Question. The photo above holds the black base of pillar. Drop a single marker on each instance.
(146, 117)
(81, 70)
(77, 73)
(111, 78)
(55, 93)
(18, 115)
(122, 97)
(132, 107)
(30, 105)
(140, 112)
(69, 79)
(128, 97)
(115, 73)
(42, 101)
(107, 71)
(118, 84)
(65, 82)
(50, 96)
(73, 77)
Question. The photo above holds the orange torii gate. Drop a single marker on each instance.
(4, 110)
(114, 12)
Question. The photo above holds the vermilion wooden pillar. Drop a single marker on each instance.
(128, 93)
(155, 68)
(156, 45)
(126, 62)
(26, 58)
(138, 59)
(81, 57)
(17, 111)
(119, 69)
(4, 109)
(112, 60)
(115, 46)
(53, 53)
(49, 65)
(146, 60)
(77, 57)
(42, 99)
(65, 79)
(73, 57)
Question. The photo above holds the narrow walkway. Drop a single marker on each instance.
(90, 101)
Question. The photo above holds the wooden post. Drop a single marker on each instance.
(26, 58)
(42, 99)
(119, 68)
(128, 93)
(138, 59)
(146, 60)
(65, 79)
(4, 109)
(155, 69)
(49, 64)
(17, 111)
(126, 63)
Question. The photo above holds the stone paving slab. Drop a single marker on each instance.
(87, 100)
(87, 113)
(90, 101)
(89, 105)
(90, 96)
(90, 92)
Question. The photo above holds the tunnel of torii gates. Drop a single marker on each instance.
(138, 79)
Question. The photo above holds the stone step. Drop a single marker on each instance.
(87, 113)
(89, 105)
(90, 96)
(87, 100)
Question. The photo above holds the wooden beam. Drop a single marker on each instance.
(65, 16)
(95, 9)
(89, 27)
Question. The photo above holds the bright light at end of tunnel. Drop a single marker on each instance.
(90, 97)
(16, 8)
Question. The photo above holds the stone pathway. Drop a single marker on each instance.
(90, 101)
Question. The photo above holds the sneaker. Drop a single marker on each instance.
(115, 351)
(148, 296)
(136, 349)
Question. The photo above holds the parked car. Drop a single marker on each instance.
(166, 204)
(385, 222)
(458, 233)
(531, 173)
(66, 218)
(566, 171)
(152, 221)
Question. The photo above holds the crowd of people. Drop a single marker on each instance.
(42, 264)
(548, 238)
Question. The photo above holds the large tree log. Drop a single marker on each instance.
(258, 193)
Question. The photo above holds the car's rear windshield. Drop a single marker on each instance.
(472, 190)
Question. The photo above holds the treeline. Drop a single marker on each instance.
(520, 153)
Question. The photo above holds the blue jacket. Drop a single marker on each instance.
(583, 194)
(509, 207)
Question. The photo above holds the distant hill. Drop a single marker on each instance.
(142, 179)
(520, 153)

...

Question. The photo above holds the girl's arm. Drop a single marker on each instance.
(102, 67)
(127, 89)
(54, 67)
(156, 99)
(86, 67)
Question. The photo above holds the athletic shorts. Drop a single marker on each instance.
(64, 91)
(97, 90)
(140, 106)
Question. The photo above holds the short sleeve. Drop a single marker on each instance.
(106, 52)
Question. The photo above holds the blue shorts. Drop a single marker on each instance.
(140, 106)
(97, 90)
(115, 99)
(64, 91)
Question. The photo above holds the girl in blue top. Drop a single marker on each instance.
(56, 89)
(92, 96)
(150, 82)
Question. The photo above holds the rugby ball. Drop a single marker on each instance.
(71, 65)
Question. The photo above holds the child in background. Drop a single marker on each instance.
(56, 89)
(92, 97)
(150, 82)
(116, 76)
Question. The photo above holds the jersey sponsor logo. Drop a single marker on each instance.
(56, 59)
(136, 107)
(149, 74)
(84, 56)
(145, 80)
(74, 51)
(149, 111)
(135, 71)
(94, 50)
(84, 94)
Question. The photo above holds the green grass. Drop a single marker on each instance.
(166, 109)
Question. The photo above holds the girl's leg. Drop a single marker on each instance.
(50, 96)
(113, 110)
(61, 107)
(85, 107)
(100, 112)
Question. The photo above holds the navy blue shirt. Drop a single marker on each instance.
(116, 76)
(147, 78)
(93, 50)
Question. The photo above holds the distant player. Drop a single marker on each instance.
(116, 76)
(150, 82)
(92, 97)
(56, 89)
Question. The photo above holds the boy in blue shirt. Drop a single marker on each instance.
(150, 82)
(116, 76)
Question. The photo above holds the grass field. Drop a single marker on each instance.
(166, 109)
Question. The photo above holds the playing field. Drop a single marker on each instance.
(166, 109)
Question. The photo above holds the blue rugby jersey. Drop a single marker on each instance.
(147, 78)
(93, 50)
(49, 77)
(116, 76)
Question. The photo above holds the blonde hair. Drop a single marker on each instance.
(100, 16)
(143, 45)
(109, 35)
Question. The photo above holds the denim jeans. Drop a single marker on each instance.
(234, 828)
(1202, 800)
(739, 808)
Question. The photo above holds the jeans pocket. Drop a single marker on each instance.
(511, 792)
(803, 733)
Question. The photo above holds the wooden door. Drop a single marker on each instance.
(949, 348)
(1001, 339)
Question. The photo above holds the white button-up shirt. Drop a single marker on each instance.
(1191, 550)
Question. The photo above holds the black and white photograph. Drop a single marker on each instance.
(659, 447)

...

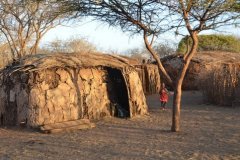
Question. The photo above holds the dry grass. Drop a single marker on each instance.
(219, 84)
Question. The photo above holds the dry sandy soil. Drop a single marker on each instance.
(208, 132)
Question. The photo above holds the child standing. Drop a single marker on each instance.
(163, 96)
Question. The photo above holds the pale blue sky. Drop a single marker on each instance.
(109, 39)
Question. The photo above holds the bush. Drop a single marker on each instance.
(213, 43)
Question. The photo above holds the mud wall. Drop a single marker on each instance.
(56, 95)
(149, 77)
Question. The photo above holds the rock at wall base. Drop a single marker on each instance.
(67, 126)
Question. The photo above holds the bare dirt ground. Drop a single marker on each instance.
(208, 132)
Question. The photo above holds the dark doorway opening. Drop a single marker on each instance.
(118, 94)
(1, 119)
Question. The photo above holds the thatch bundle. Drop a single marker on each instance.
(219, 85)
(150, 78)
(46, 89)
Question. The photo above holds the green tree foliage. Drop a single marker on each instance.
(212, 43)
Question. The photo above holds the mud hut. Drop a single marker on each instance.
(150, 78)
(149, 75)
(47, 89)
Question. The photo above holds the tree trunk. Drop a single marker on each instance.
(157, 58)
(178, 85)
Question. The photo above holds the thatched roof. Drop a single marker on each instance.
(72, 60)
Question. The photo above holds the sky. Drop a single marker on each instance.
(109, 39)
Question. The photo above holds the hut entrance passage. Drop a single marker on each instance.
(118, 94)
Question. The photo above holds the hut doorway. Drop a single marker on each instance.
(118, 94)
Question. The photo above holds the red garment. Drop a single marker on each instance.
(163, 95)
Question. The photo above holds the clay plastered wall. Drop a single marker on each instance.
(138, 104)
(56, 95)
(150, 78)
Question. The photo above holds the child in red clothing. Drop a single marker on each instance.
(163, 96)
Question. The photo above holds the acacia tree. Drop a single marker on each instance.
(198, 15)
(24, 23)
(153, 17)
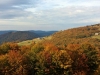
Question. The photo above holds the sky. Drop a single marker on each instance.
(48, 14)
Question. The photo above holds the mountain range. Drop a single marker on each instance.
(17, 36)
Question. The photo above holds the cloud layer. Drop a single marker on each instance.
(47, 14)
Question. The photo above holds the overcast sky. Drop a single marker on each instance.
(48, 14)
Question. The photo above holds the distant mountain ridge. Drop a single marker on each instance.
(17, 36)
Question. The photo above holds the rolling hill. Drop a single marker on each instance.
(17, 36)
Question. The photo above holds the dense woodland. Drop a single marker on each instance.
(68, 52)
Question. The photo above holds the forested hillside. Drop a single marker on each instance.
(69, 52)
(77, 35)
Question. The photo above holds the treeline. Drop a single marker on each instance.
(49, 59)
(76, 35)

BRIEF: Count the lines in the items above that contain the string "jeans", matching case exactly, and reply with the number alone.

ANSWER: 2